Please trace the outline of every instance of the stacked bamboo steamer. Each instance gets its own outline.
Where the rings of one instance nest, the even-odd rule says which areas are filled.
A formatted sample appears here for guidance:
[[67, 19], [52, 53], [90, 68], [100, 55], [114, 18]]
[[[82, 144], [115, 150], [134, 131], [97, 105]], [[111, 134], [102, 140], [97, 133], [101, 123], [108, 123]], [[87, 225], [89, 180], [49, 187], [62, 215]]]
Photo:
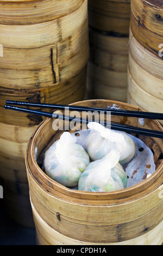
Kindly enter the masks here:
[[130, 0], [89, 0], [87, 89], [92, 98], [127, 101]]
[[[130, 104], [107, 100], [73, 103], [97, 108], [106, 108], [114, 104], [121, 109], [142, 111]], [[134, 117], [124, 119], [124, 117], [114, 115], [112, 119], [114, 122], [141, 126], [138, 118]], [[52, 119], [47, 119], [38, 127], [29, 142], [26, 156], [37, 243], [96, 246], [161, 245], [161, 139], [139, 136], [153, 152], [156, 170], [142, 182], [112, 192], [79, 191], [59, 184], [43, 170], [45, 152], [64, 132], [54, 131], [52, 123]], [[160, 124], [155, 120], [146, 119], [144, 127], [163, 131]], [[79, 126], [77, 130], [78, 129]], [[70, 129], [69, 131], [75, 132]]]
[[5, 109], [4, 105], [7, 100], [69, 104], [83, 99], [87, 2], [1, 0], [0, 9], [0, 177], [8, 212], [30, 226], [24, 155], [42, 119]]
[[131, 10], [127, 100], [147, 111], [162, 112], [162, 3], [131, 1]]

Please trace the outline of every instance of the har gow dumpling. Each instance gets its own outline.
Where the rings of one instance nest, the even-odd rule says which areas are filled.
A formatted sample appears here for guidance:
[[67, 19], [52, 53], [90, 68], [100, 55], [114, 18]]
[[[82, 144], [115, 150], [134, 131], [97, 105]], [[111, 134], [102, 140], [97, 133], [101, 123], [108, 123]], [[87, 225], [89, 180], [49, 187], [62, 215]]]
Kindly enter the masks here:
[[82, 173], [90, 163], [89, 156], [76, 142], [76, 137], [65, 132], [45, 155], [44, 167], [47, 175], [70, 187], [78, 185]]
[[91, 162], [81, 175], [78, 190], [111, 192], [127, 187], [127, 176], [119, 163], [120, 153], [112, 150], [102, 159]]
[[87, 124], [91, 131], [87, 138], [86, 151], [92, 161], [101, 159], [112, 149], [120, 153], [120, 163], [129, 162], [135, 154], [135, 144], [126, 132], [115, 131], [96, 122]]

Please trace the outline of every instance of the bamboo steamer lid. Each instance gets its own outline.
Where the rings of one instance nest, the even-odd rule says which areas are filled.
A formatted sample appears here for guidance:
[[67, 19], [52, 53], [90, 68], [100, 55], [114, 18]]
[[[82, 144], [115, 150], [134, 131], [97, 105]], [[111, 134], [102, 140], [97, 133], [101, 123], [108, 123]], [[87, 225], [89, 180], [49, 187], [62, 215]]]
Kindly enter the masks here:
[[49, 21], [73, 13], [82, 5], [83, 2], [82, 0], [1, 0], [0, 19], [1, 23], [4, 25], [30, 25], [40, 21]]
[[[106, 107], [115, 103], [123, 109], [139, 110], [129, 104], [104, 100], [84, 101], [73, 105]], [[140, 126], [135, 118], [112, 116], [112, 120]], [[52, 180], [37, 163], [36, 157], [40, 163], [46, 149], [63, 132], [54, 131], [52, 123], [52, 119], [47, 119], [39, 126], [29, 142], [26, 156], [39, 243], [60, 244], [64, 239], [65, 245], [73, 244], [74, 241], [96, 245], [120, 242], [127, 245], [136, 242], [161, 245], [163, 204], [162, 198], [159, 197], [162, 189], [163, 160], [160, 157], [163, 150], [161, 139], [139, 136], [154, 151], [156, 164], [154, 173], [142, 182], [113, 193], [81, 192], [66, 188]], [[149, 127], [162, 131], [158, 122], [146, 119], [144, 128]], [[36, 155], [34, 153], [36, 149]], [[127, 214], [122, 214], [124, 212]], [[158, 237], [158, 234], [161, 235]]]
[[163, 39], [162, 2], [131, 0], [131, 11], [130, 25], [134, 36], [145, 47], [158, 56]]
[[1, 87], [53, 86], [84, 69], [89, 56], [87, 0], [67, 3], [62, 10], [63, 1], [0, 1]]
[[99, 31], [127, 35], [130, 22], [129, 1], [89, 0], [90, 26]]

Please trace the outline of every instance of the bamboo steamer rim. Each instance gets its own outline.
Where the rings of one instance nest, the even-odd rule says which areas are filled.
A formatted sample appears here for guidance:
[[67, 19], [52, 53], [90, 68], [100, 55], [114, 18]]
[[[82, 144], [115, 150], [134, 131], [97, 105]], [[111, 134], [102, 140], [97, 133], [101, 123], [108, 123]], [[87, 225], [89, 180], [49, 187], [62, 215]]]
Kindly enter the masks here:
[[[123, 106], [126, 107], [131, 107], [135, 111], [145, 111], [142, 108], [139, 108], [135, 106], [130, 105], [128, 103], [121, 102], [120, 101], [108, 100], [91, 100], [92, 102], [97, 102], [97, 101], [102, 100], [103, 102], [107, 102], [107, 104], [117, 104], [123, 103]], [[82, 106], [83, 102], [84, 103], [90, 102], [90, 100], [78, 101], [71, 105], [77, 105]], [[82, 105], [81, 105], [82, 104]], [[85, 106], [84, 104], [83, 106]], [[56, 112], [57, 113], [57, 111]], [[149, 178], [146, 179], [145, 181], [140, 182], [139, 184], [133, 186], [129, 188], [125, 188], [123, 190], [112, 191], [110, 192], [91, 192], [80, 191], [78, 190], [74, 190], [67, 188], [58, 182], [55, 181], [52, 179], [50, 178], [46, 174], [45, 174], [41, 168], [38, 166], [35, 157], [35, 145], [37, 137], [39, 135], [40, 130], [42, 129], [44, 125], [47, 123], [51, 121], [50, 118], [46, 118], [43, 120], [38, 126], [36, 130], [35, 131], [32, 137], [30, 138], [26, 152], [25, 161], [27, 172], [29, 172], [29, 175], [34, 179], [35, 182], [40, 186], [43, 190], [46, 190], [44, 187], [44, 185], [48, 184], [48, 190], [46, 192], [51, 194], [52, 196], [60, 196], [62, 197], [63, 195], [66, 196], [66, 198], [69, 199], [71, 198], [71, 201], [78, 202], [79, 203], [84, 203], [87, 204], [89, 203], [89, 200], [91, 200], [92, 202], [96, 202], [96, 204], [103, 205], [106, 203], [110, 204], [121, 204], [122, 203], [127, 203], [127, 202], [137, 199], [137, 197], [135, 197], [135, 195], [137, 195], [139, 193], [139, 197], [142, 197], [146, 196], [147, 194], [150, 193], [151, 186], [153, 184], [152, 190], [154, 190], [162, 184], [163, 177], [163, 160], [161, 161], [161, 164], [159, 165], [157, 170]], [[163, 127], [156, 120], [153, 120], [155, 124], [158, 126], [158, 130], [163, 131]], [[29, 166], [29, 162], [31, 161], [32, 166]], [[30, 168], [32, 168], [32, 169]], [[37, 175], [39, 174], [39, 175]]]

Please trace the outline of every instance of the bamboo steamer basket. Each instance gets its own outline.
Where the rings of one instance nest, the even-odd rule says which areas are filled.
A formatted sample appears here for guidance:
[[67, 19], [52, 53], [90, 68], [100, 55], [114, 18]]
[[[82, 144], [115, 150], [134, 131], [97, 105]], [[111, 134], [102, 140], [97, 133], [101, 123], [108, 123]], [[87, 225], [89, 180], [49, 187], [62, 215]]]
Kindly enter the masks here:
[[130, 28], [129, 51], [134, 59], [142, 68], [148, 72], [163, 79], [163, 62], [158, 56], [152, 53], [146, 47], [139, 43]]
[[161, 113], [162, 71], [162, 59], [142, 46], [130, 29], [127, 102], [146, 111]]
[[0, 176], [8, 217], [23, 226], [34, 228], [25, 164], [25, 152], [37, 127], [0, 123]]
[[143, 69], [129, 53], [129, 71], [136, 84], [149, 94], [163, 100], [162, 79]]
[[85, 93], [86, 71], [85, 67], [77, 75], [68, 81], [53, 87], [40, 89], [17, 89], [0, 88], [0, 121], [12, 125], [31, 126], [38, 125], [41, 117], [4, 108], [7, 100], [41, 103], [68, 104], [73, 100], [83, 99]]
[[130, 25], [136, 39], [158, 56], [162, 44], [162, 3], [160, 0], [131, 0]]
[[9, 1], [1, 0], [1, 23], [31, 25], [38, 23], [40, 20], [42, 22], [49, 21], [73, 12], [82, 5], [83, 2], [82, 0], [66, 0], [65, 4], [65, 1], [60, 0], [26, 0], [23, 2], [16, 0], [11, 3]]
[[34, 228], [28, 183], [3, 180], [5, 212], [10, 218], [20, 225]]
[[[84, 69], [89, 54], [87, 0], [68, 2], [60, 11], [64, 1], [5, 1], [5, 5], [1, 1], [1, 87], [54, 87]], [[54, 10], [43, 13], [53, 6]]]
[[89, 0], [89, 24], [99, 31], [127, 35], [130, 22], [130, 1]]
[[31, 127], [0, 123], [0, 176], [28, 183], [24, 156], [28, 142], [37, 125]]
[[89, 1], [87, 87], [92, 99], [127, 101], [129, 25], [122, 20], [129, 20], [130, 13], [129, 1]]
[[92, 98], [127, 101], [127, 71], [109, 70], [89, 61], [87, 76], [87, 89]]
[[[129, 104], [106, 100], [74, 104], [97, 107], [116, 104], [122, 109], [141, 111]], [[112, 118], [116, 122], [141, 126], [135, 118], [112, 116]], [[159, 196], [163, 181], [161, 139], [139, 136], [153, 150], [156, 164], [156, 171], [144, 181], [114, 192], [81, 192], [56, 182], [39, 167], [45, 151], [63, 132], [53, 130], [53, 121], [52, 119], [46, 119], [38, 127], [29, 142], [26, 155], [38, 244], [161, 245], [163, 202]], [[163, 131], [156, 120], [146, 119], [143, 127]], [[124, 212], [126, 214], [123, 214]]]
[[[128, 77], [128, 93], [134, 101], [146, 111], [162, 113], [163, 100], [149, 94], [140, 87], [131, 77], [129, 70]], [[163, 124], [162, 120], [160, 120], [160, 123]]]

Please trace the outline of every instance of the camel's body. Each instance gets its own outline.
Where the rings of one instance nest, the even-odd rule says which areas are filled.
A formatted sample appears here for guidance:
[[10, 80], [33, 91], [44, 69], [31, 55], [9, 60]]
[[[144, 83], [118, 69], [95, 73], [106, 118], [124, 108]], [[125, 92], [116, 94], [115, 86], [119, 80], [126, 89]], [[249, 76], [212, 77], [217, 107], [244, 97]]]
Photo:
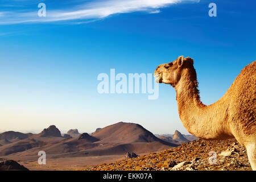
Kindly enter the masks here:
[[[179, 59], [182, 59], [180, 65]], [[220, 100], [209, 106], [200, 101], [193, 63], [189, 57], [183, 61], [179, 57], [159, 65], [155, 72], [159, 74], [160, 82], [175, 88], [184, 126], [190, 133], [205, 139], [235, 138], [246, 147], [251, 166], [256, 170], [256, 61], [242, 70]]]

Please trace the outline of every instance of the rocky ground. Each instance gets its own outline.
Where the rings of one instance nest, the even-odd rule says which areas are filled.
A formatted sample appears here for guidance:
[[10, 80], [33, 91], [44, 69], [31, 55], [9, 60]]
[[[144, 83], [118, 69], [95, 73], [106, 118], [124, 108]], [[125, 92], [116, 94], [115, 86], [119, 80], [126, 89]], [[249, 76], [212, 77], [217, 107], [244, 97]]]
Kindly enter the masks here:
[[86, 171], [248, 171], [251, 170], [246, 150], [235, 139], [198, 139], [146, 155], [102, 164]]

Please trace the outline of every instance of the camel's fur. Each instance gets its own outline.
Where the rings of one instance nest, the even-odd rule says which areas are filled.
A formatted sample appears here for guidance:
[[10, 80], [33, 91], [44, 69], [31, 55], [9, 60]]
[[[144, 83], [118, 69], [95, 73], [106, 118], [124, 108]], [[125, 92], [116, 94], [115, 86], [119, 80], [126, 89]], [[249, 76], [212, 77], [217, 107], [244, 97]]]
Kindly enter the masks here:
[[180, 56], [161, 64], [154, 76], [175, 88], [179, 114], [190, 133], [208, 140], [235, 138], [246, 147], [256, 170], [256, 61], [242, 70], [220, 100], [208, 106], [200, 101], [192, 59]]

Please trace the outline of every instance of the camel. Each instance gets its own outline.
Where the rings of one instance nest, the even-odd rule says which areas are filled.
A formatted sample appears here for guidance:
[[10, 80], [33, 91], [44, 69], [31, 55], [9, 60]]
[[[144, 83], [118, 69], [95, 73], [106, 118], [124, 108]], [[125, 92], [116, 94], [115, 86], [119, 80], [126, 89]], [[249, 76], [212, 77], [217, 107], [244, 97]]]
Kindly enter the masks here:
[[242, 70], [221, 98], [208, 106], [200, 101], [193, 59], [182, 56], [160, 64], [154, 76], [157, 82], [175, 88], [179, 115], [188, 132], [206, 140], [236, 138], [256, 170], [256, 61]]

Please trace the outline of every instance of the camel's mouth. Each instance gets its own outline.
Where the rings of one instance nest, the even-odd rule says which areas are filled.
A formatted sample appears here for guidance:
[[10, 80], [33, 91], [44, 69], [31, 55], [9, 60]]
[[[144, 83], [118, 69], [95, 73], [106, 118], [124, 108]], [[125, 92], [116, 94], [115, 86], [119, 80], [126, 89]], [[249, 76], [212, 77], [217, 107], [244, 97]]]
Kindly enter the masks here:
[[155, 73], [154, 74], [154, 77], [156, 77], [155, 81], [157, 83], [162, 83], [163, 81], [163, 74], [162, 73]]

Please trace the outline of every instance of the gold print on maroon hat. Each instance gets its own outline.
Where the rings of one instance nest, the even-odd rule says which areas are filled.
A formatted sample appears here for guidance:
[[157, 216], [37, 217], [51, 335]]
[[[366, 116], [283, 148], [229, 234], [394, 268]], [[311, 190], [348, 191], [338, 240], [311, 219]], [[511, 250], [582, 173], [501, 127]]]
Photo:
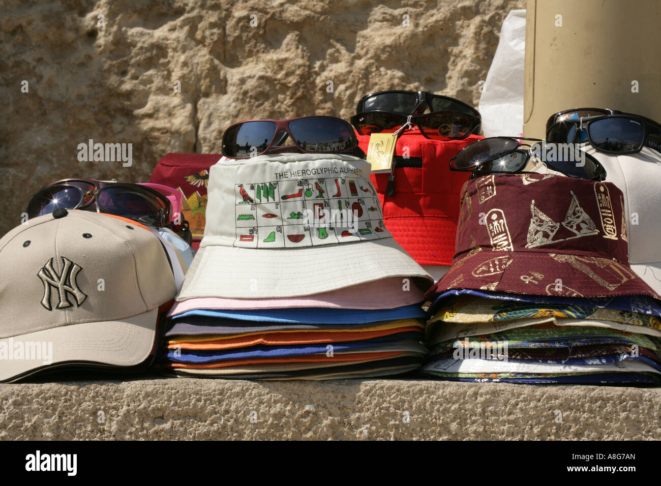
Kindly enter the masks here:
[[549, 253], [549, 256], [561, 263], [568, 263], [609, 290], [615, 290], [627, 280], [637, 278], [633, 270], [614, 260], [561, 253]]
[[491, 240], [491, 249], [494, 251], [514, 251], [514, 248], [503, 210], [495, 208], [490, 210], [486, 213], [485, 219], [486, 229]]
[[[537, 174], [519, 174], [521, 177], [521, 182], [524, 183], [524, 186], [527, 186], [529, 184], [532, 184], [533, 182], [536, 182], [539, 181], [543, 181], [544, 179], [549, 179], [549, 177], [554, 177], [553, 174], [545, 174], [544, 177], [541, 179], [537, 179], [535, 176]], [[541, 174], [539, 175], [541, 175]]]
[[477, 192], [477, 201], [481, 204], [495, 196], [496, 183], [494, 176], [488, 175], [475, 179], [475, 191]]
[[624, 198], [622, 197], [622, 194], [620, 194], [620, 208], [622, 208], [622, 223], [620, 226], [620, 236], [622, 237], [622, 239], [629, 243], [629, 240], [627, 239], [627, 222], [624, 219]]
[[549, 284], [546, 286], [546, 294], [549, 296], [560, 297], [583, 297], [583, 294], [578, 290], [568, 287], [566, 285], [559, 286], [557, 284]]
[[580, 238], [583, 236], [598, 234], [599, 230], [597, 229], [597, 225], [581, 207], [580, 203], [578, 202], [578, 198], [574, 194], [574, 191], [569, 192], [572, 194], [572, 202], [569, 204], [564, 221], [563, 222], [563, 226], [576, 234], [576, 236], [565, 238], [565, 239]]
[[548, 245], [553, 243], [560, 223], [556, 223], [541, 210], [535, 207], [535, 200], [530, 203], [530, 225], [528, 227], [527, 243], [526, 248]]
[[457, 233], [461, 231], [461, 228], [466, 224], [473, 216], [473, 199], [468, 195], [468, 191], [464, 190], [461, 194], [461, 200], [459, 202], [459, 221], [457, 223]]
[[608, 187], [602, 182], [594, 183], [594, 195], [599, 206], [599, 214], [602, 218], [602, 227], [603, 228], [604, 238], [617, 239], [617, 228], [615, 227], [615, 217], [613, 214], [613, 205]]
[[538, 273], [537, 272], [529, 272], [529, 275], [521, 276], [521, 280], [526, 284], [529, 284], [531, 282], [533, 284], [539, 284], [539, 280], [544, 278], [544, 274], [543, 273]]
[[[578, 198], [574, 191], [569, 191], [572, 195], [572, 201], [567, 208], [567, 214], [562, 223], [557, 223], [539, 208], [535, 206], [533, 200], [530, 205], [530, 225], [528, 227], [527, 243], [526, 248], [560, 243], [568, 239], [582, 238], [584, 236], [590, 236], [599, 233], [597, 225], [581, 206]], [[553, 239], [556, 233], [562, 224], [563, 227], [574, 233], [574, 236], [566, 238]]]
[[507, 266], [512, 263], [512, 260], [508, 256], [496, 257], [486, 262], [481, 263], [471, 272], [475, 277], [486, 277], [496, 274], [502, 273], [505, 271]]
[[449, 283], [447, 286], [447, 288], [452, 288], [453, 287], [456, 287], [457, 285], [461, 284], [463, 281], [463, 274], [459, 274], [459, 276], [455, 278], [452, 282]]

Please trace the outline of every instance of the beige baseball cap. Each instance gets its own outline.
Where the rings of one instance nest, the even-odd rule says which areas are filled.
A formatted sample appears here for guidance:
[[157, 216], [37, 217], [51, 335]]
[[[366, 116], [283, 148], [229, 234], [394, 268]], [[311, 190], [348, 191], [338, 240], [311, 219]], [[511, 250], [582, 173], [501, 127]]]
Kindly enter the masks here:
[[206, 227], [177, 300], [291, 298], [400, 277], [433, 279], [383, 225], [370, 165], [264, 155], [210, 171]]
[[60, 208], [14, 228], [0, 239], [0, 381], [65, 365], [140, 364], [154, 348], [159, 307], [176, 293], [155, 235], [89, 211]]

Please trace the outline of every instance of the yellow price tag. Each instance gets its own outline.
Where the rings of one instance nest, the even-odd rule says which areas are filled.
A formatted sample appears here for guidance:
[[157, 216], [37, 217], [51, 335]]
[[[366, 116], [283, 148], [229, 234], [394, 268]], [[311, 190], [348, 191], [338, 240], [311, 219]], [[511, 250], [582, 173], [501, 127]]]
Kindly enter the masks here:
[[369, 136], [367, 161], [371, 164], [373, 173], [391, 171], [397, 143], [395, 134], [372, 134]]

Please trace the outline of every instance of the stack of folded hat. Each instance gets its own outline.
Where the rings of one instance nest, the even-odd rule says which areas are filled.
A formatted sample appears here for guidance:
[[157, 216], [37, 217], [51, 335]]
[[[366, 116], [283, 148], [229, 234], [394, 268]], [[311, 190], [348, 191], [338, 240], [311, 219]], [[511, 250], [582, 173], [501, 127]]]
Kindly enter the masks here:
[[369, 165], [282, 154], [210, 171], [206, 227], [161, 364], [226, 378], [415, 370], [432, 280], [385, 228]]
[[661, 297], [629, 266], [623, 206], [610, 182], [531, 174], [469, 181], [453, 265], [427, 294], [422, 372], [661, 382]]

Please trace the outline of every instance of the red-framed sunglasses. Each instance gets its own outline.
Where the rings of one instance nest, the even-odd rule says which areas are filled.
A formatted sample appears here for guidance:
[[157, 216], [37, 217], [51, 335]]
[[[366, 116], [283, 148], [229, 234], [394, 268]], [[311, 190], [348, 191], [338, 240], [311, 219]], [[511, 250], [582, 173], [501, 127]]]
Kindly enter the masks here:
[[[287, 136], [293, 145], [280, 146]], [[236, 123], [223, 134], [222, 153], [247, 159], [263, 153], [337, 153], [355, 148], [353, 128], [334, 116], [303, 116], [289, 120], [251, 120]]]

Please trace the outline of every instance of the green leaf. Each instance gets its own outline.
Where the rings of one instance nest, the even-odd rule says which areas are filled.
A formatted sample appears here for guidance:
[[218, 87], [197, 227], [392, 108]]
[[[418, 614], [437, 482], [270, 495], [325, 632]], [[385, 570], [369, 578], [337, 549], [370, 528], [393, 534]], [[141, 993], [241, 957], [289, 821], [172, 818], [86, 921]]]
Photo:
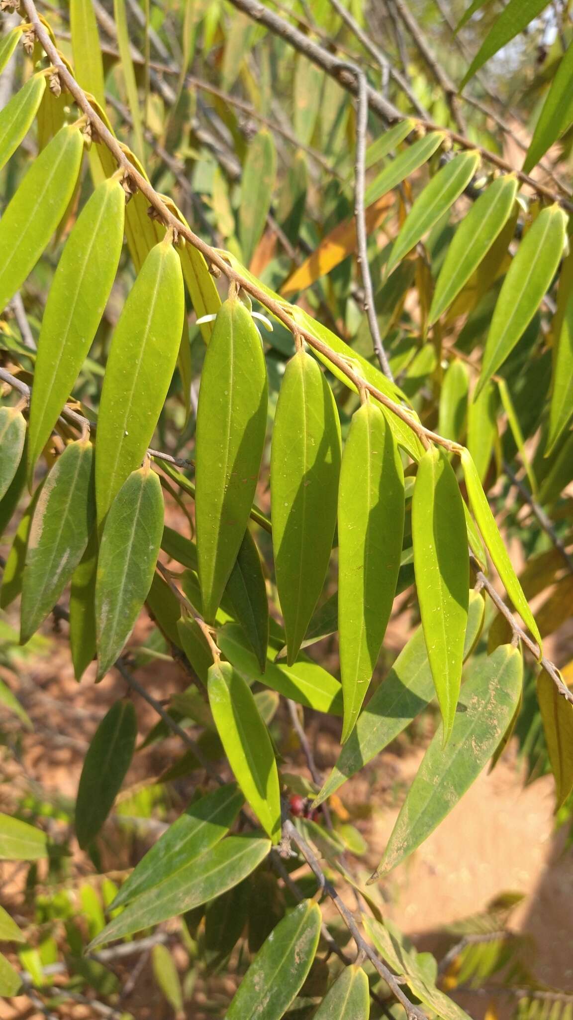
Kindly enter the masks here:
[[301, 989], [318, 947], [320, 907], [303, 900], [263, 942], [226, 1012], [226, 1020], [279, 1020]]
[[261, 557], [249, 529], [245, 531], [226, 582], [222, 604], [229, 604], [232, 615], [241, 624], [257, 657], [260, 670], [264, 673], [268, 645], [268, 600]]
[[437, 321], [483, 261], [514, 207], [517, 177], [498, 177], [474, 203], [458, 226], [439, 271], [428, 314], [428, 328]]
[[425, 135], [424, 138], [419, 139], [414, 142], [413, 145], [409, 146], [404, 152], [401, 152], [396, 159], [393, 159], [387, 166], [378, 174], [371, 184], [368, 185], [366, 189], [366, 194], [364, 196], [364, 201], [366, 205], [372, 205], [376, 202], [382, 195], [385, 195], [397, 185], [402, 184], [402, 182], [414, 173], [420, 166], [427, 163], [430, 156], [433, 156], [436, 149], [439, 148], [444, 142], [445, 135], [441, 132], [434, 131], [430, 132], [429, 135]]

════

Quote the lines of the material verbatim, starting with the line that contains "Please trace the outline of every instance of the red-framed" and continuing through the line that contains "120], [251, 120]]]".

Please trace the outline of every instance of the red-framed sunglasses. Each instance gets its own outline.
Where the rings of one instance nest, the even-odd rule says which areas are filled.
A formatted sample appears here for guidance:
[[157, 216], [37, 217], [51, 335]]
[[[366, 116], [283, 148], [229, 234], [394, 268]], [[311, 190], [348, 191], [338, 240], [311, 219]], [[511, 250], [582, 173], [501, 127]]]
Kindly enter the masks here:
[[[287, 136], [293, 145], [280, 146]], [[236, 123], [223, 134], [222, 153], [247, 159], [263, 153], [337, 153], [355, 148], [353, 128], [334, 116], [303, 116], [289, 120], [251, 120]]]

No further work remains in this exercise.